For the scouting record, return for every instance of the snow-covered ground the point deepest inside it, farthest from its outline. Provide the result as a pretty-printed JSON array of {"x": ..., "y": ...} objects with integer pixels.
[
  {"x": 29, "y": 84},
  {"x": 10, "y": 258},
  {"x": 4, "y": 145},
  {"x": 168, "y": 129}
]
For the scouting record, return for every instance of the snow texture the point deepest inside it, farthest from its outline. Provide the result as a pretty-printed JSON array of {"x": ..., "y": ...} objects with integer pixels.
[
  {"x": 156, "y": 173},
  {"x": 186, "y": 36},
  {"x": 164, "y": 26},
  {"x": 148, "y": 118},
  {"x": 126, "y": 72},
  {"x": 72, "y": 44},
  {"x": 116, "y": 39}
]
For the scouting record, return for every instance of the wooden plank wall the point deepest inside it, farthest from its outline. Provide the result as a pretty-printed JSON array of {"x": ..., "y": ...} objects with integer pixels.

■ **DIRECTIVE**
Rewrite the listing above, replacing "scouting record" with "field log" everywhere and leaving everything else unchanged.

■ **SOLUTION TO THIS PROBLEM**
For the field log, return for every instance of the snow-covered ground the point deepest inside it, farthest from its outline. Provide the result as a pretty-printed JSON array of {"x": ..., "y": ...} objects with integer pixels.
[
  {"x": 29, "y": 84},
  {"x": 10, "y": 258},
  {"x": 4, "y": 145},
  {"x": 168, "y": 129}
]
For the field log, return for every instance of the snow texture the point deepest inside it, farthest from its outline. Provide the result as a pretty-printed JSON array of {"x": ..., "y": ...} objects with integer pixels.
[
  {"x": 156, "y": 173},
  {"x": 186, "y": 36},
  {"x": 164, "y": 26},
  {"x": 148, "y": 118},
  {"x": 126, "y": 72},
  {"x": 72, "y": 44},
  {"x": 116, "y": 39}
]
For the field log, return for every instance of the wooden plank wall the point deepest inside it, farthest from its outline. Provide the result as a pretty-printed JSON array of {"x": ..., "y": ...} objects with integer pixels.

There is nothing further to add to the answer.